* BEGIN *

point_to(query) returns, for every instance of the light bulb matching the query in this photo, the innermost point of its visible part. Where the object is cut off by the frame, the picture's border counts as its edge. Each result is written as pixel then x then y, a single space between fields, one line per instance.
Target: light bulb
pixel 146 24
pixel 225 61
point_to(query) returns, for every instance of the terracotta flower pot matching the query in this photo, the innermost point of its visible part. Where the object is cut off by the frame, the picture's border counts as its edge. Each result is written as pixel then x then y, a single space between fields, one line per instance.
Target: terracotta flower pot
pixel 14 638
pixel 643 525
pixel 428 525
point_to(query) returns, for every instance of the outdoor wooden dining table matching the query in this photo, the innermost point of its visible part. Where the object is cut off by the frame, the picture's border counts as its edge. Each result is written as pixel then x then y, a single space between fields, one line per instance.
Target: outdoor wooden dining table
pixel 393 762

* END *
* BEGIN *

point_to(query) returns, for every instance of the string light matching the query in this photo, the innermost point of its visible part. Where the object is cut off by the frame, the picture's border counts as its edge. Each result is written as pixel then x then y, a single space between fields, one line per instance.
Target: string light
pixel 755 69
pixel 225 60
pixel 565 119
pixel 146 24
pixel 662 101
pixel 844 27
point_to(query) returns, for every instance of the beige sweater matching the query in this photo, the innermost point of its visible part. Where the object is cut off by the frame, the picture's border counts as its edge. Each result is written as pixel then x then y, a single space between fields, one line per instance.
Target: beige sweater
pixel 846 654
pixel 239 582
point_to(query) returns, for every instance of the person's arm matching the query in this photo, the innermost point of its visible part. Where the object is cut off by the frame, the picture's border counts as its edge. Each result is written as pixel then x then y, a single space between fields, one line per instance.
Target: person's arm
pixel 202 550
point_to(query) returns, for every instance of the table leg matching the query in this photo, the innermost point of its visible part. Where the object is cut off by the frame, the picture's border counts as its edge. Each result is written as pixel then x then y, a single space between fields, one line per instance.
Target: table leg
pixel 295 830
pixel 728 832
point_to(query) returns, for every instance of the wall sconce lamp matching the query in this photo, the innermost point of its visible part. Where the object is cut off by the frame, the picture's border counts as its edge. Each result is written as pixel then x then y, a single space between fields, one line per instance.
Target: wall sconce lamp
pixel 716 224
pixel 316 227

* END *

• _Problem requirements_:
Locate each line of the items above that contains the word "dining" with its case matched, and copy those lines.

• _Reply_:
point_to(query) returns, for every instance of the outdoor wooden dining table matching the query in this photo, the innermost point of its visible part. Where the object is cut off by the frame, the picture's border counts as its edge. Each result is written as pixel then x then y, a single space between fields, one line per instance.
Target: outdoor wooden dining table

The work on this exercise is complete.